[Start of MATERIAL]

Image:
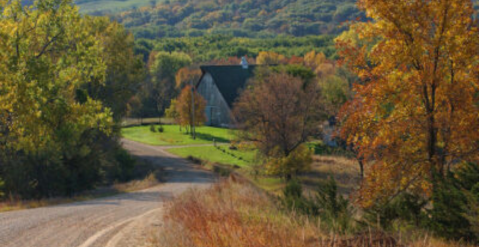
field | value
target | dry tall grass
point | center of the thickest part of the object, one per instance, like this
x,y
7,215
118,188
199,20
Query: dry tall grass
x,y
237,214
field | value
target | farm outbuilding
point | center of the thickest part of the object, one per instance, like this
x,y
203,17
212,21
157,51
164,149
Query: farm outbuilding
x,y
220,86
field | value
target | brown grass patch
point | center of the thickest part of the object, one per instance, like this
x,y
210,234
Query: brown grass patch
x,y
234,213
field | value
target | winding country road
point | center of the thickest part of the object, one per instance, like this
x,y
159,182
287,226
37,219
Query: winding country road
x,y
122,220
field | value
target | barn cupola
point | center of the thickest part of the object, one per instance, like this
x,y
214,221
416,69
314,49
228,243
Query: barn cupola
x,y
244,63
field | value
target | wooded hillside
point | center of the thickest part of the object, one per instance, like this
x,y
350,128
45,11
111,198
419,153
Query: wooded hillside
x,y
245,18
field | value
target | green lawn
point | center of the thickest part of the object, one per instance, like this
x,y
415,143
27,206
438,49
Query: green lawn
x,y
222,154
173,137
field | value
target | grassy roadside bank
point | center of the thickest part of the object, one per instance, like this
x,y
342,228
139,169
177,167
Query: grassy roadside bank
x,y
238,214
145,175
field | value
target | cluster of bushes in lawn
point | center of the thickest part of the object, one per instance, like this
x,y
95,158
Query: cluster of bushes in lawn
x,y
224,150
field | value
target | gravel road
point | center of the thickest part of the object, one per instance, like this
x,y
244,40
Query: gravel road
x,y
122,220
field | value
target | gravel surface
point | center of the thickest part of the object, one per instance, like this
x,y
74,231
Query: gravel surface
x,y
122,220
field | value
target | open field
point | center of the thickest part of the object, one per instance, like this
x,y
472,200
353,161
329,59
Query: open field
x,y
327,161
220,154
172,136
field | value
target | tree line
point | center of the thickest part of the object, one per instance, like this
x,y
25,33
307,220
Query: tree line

[End of MATERIAL]
[Start of MATERIAL]

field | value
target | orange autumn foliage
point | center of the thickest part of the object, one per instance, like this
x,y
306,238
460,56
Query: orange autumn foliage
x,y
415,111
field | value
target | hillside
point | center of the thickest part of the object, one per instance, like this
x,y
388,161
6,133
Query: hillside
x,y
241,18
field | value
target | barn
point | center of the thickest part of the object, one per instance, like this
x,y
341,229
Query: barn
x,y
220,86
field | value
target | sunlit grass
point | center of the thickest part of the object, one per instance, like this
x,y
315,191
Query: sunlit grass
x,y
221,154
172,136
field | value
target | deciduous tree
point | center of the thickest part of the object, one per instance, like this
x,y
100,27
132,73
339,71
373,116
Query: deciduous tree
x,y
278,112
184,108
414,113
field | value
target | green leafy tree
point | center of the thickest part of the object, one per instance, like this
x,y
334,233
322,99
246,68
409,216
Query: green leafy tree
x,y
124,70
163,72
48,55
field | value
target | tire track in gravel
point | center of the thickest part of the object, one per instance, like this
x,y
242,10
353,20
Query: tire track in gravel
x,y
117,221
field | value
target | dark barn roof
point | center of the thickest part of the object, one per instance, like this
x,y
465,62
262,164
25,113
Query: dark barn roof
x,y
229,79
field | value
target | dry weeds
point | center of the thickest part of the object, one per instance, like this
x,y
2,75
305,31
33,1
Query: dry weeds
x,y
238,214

[End of MATERIAL]

WORK REQUIRED
Select each line in the records above that contains the word "cluster", and copy those lines.

RESULT FOR THIS EXERCISE
target | cluster of bushes in lawn
Query: cluster of bushes in lawn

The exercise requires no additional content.